> **The task**
Copy the full listing, changing nothing.
[Start of section]
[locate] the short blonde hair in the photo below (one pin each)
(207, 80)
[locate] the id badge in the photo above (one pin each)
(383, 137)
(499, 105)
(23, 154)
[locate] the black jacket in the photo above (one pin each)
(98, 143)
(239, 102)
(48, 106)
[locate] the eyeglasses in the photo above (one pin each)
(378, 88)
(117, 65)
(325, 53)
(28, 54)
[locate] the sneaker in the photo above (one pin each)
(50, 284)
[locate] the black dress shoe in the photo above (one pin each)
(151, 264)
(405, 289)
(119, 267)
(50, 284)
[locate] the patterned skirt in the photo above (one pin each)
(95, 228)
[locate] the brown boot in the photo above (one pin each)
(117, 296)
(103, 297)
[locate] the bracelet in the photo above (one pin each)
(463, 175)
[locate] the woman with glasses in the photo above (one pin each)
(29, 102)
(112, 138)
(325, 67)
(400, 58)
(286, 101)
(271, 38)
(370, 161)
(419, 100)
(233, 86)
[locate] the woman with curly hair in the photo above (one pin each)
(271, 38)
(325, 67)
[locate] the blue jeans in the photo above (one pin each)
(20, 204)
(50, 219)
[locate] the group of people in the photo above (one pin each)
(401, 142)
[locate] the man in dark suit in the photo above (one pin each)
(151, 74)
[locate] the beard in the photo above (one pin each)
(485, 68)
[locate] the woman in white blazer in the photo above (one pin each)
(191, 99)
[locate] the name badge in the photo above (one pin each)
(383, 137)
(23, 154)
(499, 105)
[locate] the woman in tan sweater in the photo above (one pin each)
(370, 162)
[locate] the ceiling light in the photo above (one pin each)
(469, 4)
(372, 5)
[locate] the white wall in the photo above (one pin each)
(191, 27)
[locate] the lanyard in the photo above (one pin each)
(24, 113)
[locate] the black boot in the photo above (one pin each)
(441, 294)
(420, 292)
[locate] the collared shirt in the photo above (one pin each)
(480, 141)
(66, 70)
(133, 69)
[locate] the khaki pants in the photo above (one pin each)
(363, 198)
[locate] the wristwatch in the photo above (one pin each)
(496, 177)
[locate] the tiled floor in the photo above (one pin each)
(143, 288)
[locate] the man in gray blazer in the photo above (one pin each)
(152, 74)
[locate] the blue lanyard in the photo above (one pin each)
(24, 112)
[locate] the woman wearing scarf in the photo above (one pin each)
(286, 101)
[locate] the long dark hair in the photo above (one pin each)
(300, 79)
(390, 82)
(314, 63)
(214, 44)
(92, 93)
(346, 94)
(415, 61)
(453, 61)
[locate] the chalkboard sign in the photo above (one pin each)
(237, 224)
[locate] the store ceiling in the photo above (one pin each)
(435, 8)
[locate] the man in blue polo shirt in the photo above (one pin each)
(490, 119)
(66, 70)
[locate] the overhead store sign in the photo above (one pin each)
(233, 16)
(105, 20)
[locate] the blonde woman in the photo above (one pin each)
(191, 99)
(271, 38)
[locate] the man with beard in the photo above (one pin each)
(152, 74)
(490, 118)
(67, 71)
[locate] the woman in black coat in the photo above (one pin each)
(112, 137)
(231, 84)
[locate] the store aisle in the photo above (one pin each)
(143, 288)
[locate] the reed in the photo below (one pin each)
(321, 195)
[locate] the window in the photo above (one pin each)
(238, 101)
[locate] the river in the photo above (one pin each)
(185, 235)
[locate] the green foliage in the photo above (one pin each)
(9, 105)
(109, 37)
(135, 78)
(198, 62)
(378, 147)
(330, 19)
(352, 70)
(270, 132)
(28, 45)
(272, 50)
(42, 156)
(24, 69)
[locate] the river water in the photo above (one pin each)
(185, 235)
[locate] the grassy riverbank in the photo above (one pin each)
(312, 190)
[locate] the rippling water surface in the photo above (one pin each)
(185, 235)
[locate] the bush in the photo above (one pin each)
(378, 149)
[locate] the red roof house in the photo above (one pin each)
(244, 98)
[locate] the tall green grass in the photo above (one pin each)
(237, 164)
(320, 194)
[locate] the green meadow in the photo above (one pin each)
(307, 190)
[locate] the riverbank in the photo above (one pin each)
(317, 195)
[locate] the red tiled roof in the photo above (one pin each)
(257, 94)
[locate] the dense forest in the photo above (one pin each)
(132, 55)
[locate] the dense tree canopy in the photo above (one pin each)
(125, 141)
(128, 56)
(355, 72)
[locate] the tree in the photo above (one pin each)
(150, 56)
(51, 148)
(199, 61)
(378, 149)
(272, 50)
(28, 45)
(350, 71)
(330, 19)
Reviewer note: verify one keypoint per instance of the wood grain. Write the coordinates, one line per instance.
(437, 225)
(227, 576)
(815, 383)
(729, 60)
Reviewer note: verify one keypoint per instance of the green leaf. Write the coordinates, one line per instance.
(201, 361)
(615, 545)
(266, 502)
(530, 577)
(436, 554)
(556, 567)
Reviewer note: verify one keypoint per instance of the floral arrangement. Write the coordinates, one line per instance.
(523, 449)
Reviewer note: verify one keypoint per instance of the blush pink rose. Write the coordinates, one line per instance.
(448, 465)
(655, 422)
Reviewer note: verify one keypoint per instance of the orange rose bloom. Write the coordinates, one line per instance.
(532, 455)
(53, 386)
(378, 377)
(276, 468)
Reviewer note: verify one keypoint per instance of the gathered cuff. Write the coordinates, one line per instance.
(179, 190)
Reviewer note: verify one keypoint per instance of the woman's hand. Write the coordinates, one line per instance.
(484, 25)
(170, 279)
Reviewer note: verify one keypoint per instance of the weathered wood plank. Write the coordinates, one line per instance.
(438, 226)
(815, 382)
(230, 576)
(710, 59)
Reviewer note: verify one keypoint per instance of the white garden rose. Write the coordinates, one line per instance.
[End of section]
> **Response to this task**
[locate] the short blonde hair in the photo below (one pin each)
(207, 80)
[locate] the id badge in the photo above (one pin each)
(383, 137)
(499, 105)
(23, 154)
[locate] the black jacket in the photo above (one pin each)
(98, 143)
(239, 102)
(48, 106)
[locate] the eyeglasses in the photo above (one pin each)
(378, 88)
(117, 65)
(325, 53)
(28, 54)
[locate] the sneaker in the photo above (one pin each)
(50, 284)
[locate] the black dress shoe in the photo above (one pin each)
(151, 264)
(405, 289)
(119, 267)
(50, 284)
[locate] the patterned skirt in the photo above (one pin each)
(95, 228)
[locate] the brown boot in the photo above (one pin each)
(117, 296)
(103, 297)
[locate] the bracelet in the photo above (one pin each)
(463, 175)
[locate] the woman with glasses in the photo above (one pin each)
(29, 102)
(112, 138)
(325, 67)
(400, 58)
(286, 101)
(271, 38)
(370, 161)
(419, 100)
(233, 86)
[locate] the woman with curly hair in the photo above (one pin each)
(271, 38)
(325, 67)
[locate] the blue jeans in the photo above (one pin each)
(20, 204)
(50, 219)
[locate] the group of people in the photo above (one pin each)
(401, 142)
[locate] the man in dark suit in the photo above (one pin each)
(151, 74)
[locate] the beard in the photo above (one pin each)
(485, 68)
[locate] the woman in white blazer in the photo above (one pin each)
(191, 99)
[locate] the name badge in the photo above (one pin each)
(383, 137)
(23, 154)
(499, 105)
[locate] the woman in tan sweater in the photo above (one pin each)
(370, 162)
[locate] the ceiling light in the photo above (one pin each)
(469, 4)
(372, 5)
[locate] the white wall in the photo above (one pin each)
(191, 27)
[locate] the lanyard in the photo above (one pin each)
(24, 113)
[locate] the black boot in the photo above (one pin each)
(441, 294)
(420, 292)
[locate] the collared shirt in the photo above (one pin each)
(480, 141)
(66, 70)
(133, 69)
[locate] the khaki pants in the photo above (one pin each)
(363, 198)
[locate] the wristwatch in the photo above (one pin each)
(496, 177)
[locate] the tiled floor in the photo above (one pin each)
(143, 288)
[locate] the man in gray blazer in the photo above (one pin each)
(152, 74)
[locate] the blue lanyard in the photo above (one pin each)
(24, 112)
[locate] the woman wearing scarf in the photo above (one pin each)
(286, 101)
[locate] the long dark hair in the photo above (one pin each)
(300, 79)
(390, 82)
(314, 63)
(214, 44)
(92, 93)
(346, 94)
(415, 61)
(453, 61)
[locate] the chalkboard sign in the photo above (one pin each)
(237, 224)
[locate] the store ceiling in the photo above (one pin each)
(435, 8)
[locate] the man in blue polo shirt in the photo above (one pin each)
(490, 119)
(66, 70)
[locate] the overhead store sign in the photo above (one pin each)
(233, 16)
(105, 20)
[locate] the blonde woman in the photo above (one pin each)
(191, 99)
(271, 38)
[locate] the man with beard in the photo above (one pin each)
(152, 74)
(490, 118)
(67, 71)
[locate] the woman in black coat in the photo above (one pin each)
(112, 137)
(231, 84)
[locate] the store aisle in the photo above (one pin each)
(143, 288)
[locate] the reed in the photo below (one pin each)
(321, 195)
[locate] the window in the photo above (one pin each)
(238, 101)
[locate] the river in the photo above (one pin each)
(185, 235)
[locate] the green foliage in the photo above (one pin each)
(9, 105)
(109, 37)
(135, 78)
(198, 62)
(378, 147)
(330, 19)
(352, 70)
(270, 132)
(28, 45)
(272, 50)
(42, 156)
(24, 69)
[locate] the river water in the photo above (one pin each)
(185, 235)
[locate] the grassy riverbank in the photo above (one pin each)
(312, 190)
[locate] the rippling water surface in the photo above (one pin each)
(185, 235)
[locate] the bush in the photo above (one pin each)
(378, 149)
[locate] the red roof house in the photo above (one pin each)
(244, 98)
[locate] the tall green grass in the photo above (one pin each)
(237, 164)
(320, 194)
[locate] the green meadow in the photo above (one pin each)
(307, 190)
[locate] the riverbank in the photo above (one pin each)
(317, 195)
[locate] the red tiled roof in the photo above (one pin each)
(257, 94)
[locate] the dense forest in the photo above (one pin each)
(132, 55)
[locate] the dense tree canopy in the photo above (one pin each)
(125, 141)
(128, 56)
(355, 72)
[locate] the tree in the photo above (one pin each)
(150, 56)
(51, 148)
(199, 61)
(378, 149)
(272, 50)
(28, 45)
(350, 71)
(330, 19)
Reviewer note: verify one keypoint per instance of the wood grain. Write the coordinates, one line per instance.
(437, 225)
(227, 576)
(815, 383)
(729, 60)
Reviewer note: verify one keypoint per instance of the green leaf. Write the coordinates, one line per instance.
(201, 361)
(615, 545)
(266, 502)
(530, 577)
(436, 554)
(556, 567)
Reviewer note: verify one keypoint per instance of the floral arrangement. Write the coordinates, one line per instance.
(523, 449)
Reviewer note: verify one keypoint per instance of the blush pink rose. Write the coordinates, one line per instance.
(448, 465)
(655, 422)
Reviewer note: verify one keypoint per instance of the orange rose bloom. Write the coordinates, one line per instance.
(532, 455)
(53, 386)
(378, 377)
(276, 468)
Reviewer note: verify one keypoint per instance of the gathered cuff. Write the coordinates, one line per instance.
(179, 190)
Reviewer note: verify one keypoint per instance of the woman's hand. Write the coordinates, one line per instance.
(484, 25)
(170, 279)
Reviewer note: verify one keypoint per instance of the weathered wood plank. Write the coordinates, one line per instance.
(438, 226)
(815, 382)
(230, 576)
(710, 59)
Reviewer note: verify one keypoint per instance of the white garden rose. Write the coordinates, one line per instance.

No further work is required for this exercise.